◆ **WORKING DATA**:
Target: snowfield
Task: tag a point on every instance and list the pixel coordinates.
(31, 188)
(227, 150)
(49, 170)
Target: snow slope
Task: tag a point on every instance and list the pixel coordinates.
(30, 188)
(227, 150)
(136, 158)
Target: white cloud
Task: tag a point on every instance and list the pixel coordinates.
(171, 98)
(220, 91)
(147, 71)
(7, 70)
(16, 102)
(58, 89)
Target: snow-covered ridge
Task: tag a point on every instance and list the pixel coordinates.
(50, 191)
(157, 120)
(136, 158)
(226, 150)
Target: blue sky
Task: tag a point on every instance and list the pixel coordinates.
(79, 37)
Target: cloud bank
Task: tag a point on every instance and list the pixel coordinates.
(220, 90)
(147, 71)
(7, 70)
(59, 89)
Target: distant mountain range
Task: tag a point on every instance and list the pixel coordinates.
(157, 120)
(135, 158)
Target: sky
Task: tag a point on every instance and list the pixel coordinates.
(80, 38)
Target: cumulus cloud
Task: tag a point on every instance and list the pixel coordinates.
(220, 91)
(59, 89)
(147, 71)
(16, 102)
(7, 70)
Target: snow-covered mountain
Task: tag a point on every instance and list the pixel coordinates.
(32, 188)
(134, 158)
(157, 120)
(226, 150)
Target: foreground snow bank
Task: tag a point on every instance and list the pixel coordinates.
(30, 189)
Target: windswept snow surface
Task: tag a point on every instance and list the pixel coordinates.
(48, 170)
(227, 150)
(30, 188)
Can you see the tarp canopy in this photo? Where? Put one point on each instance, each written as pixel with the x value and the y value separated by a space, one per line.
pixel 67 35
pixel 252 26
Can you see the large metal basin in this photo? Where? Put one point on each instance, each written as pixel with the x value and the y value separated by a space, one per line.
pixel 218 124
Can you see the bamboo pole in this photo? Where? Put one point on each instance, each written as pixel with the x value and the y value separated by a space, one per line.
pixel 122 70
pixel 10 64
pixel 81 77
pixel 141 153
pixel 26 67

◆ **PROBLEM DESCRIPTION**:
Reproduce the listing verbatim, starting at the line with "Target: windswept snow surface" and continuing through the final line of the listing, both included.

◆ **WORKED ANSWER**:
Target: windswept snow surface
Task: tag a point on every instance and list the pixel coordinates.
(48, 170)
(227, 150)
(30, 188)
Can you see the tarp canopy in this photo? Where? Put one point on each instance, each written as pixel with the x value and the y value separated by a space, one per line.
pixel 67 35
pixel 252 26
Can you see the large metal basin in this photo? Where? Put one point on each instance, each written as pixel with the x value and the y value separated by a space, one per line.
pixel 218 124
Can you see the bamboo pole in this photo? Where? Put one point on each instance, each written as pixel with the x value and the y value separated by a space, one per line.
pixel 122 70
pixel 10 64
pixel 81 77
pixel 141 153
pixel 26 67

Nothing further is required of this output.